--- start of Excerpted passage ---
Already most of us spend more time on mobile devices than we do on desktops and laptops, put together. We also can do a lot more stuff, in a lot more places, on mobile devices than on computers. There were more than a million iOS apps on the shelves of Apple's store in October 2013, and I'm guessing there are at least that many Android apps on Google's shelves by now.

Meanwhile, app development on computers is slacking off—so is Web development, except as required to accessorize mobile apps. And on mobile devices, use of the Web is fading as well. According to Flurry Analytics, the Web's share of mobile use dropped from 20% in 2013 to 14% in 2014. In "The Decline of the Mobile Web", Chris Dixon writes:

This is a worrisome trend for the web. Mobile is the future. What wins mobile, wins the Internet. Right now, apps are winning and the web is losing.

Moreover, there are signs that it will only get worse. Ask any web company and they will tell you that they value app users more than web users. This is why you see so many popups and banners on mobile websites that try to get you to download apps. It is also why so many mobile websites are broken. Resources are going to app development over web development. As the mobile web UX further deteriorates, the momentum toward apps will only increase.

The likely end state is the web becomes a niche product used for things like 1) trying a service before you download the app, 2) consuming long tail content (e.g., link to a niche blog from Twitter or Facebook feed).

He sees an end state that "will probably be like cable TV—a few dominant channels/apps that sit on users' home screens and everything else relegated to lower tiers or irrelevance".

Those millions of apps are a forest of silos, growing on land that is privately owned or controlled by Apple, Google and Microsoft. Out on the streets, plains and hills of the civilized world, network connections are also provided by mobile phone companies, whose own silos are walled by usage limits and by tariffs at national borders.

Underneath it all, the Internet is getting harder and harder to see, understand and appreciate. Already mobile operators in India are offering free or cheaper plans just for Facebook, Whatsapp and Twitter. To those operators, network neutrality means nothing. In fact, it never did, to any of the big operators. When he was Chief Scientist at BT, JP Rangaswami said the core competence of phone companies is billing, not communications.

"Winning the Internet" should be absurd on its face, like "winning" sunlight or weather. But it isn't in mobile, which already has turned into a giant Truman Show. Inside that show, small app developers become suburbs of large ones—for example, by requiring logins through Facebook or Twitter, rather than using an identity from the open world, such as an e-mail address. That's the case with Shazam, a handy mobile app you can use to identify the music you hear. But if you want to see the music you've "tagged" with Shazam on the company's Web site, the only way to log in is through Facebook. As for getting that data back out, good luck.

Even apps that do let you have your data back also make the process costly or difficult. Fitbit will give you XLS and CSV data, but only with a "premium" subscription of $49.99/year. To get personal data gathered by Nike+ devices and apps, you'll need an external hack, such as fuel_dump. Integrating that data is also a steep challenge. Some app developers will partner with other companies or open their APIs to allow data to flow between apps, but integrating personal data gathered by mobile apps on a personal computer requires real wizardry. The Muggles won't bother.
--- end of Excerpted passage ---
■ **Requirement 1**
In the records, starting with the line containing "Please find pale" and going on through the line containing "[513,371,542,398]", rename "pale pink" to "soft pink" and leave everything else unchanged.
--- start of Records for processing ---
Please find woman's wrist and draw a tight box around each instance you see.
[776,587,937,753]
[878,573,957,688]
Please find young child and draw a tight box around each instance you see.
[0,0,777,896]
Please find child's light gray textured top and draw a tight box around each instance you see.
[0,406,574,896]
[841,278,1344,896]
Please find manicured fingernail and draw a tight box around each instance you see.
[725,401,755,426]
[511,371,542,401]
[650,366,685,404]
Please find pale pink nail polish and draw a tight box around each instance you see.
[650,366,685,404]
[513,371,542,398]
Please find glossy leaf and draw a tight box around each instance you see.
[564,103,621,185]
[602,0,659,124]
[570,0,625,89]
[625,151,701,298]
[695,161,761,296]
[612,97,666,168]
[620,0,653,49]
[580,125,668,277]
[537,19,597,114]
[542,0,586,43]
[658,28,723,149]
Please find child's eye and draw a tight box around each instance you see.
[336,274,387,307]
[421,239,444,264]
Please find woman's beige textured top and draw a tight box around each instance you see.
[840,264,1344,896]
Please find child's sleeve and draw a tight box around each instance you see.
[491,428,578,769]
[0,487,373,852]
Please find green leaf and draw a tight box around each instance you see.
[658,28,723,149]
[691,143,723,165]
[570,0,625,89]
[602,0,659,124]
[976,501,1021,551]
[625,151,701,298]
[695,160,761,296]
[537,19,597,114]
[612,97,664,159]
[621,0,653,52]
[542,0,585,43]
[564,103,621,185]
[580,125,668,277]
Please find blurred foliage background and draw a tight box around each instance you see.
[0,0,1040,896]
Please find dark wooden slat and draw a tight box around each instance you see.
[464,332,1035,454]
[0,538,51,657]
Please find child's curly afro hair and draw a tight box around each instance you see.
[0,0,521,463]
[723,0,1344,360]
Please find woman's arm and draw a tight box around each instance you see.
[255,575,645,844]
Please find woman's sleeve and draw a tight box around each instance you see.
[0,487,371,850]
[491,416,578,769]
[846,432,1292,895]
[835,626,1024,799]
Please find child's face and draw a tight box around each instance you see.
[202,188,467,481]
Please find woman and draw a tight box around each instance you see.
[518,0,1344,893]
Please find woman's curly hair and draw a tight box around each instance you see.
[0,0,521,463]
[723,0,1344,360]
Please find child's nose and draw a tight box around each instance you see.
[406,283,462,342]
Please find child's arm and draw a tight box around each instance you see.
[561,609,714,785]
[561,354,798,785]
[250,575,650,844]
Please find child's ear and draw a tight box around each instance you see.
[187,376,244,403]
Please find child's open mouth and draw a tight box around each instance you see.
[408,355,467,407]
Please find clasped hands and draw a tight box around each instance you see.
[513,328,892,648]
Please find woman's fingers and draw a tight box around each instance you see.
--- end of Records for processing ---
--- start of Records for processing ---
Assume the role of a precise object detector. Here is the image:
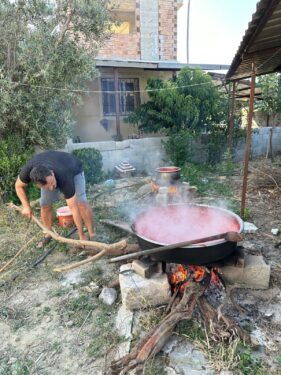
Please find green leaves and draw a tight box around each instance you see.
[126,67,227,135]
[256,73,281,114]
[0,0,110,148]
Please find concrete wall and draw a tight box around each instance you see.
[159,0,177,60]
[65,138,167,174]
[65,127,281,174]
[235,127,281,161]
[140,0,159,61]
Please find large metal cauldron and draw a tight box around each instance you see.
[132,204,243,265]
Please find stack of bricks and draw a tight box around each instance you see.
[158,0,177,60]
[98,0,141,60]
--- end of Records for processing ---
■ **Requirement 2**
In the passage on mobile apps and the Web, how much does Fitbit charge per year for the subscription that provides XLS and CSV data?

■ **Task output 1**
Please find soft pink nail polish and draw a tight box around each instance you see.
[650,366,685,404]
[513,371,542,398]

■ **Task output 2**
$49.99 per year, for a "premium" subscription.